> **EXERCISE DESCRIPTION**: Reproduce each of the following records verbatim, altering nothing.

> **RECORDED INFORMATION**:
··········

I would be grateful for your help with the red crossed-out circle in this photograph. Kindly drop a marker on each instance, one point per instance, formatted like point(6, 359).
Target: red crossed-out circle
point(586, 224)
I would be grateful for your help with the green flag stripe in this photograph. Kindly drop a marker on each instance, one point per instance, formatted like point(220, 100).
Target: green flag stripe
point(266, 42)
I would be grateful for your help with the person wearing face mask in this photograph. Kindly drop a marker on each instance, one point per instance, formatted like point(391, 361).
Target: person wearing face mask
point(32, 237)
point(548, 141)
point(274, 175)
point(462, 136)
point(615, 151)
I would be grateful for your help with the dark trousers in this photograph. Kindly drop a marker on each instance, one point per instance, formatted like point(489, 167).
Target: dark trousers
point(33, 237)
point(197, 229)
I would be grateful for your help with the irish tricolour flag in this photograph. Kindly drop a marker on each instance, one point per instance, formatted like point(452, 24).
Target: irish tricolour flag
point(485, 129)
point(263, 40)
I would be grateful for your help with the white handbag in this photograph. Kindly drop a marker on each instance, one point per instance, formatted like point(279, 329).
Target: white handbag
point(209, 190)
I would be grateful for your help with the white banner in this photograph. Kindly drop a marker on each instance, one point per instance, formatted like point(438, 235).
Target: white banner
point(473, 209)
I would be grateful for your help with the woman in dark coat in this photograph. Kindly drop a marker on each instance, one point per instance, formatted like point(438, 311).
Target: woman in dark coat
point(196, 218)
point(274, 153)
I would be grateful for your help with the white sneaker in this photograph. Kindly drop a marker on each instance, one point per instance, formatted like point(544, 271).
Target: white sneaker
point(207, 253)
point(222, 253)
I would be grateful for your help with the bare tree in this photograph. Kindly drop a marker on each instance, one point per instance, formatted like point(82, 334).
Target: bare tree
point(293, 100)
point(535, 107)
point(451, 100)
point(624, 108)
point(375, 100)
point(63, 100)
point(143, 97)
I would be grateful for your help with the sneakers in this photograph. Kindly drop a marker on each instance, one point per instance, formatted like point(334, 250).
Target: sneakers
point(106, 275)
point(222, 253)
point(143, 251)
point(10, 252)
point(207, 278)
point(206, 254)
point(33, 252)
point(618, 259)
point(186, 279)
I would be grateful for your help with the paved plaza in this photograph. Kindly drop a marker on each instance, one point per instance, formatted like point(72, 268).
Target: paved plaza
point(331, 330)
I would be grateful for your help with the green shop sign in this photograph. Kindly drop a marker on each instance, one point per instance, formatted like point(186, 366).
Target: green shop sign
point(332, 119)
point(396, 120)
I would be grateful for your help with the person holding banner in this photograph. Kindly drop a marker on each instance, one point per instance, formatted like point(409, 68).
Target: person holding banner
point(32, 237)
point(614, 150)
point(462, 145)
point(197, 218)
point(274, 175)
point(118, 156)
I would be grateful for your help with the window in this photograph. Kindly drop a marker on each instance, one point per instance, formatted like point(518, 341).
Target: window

··········

> **THE REPLY**:
I would be grateful for your help with the red crossed-out circle in this photograph. Kindly drop a marker on each instance, one point per instance, formatted like point(6, 359).
Target: red crossed-out circle
point(586, 224)
I would be grateful for your help with the green flag stripe in this photograph. Kindly drop a marker on each instance, one point per instance, formatted like point(220, 100).
Target: green flag stripe
point(266, 42)
I would be grateful for your help with the person wearing face mask in this photograph. Kindly drop a marker on each instance, one point per instance, formatted like point(391, 361).
Target: person wearing face mask
point(32, 237)
point(548, 141)
point(274, 175)
point(462, 136)
point(615, 151)
I would be grateful for your help with the dark trousers in this photograph. Kindly drop a marker on each instance, one point per instance, formatted like point(489, 167).
Target: dark trousers
point(33, 237)
point(197, 229)
I would be grateful for your help with the irish tricolour flag in this photograph. Kindly drop a marker on each instance, one point per instance, formatted like point(452, 24).
Target: irish tricolour flag
point(485, 129)
point(263, 40)
I would be grateful for your help with the white handbag in this photograph. Kindly drop a marker on each instance, one point per instance, formatted like point(279, 329).
Target: white handbag
point(209, 190)
I would be grateful for your help with the white banner in this photograph. Kindly drop a marker on each instance, one point per instance, formatted like point(438, 235).
Target: white banner
point(473, 209)
I would be grateful for your help with the woman in dark coat in this photograph. Kindly drop a marker on each instance, one point per instance, formatted like point(438, 311).
Target: woman in dark coat
point(196, 218)
point(274, 153)
I would be grateful for your help with the white sneaker in this photograph. Kindly drop a marker on each instance, one point per instance, formatted like point(544, 271).
Target: white sneaker
point(207, 253)
point(222, 253)
I would be grateful for your help with the bare tree in this photograph. Kindly drop a marker on each instance, one point per instance, formatted like point(82, 334).
Target: bare tree
point(293, 100)
point(535, 107)
point(451, 100)
point(624, 108)
point(375, 100)
point(63, 100)
point(143, 97)
I would be grateful for your help with the sneakers in this photograph. Kindly drop a marker on each instance, one point per instance, formatted like point(334, 250).
Target: sneakers
point(106, 275)
point(222, 253)
point(143, 251)
point(10, 252)
point(207, 278)
point(206, 254)
point(33, 252)
point(618, 259)
point(186, 279)
I would be grateful for your help with the paved plaza in this photograph. Kindly drop a marker on each instance, one point per instance, formatted like point(72, 268).
Target: paved plaza
point(331, 330)
I would be grateful for your help with the green shop sign in this photograph. Kindly drop a marker on each instance, one point per instance, formatted like point(186, 366).
Target: green shop sign
point(332, 119)
point(396, 120)
I would be grateful for your help with the person holding banner in this photograph. Kindly drop a marker on each instance, one point per instance, formatted like point(409, 68).
Target: person holding banner
point(32, 237)
point(614, 150)
point(462, 145)
point(197, 218)
point(274, 175)
point(118, 156)
I would be grateful for your help with the window in this photograph. Kindly drop a marker on each instance, one point per instance, formatted like point(518, 341).
Target: window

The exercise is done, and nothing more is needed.